◆ **Task to carry out**
Report every line in the rows that contains the word "post", treating uppercase and lowercase as distinct.

◆ **Material shown**
* * * *

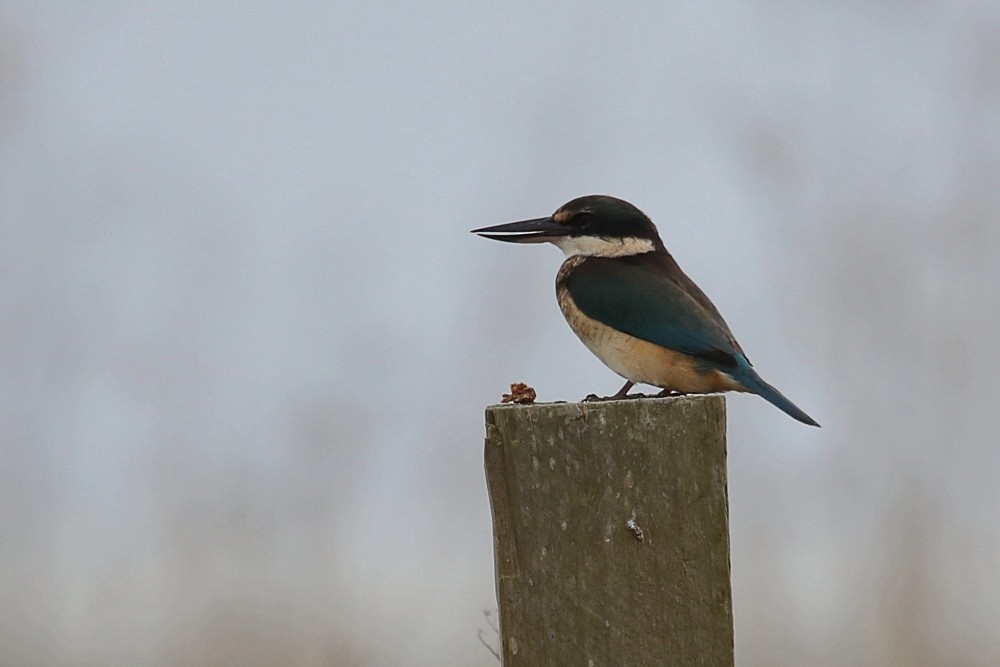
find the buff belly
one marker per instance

* * * *

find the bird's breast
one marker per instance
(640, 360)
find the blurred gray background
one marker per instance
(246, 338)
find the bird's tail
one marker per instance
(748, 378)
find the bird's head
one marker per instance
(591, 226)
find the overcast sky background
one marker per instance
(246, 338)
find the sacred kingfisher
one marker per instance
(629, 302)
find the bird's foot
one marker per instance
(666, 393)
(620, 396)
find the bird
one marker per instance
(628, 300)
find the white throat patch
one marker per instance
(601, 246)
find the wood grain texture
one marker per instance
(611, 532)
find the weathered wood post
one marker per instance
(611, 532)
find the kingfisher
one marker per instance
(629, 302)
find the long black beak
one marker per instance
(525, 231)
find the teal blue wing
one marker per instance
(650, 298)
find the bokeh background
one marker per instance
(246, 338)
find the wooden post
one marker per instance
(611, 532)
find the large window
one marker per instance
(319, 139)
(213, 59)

* * * *

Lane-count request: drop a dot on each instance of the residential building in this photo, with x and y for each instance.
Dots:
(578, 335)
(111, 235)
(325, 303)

* * * *

◆ **Solution below**
find the weathered wood post
find the wooden post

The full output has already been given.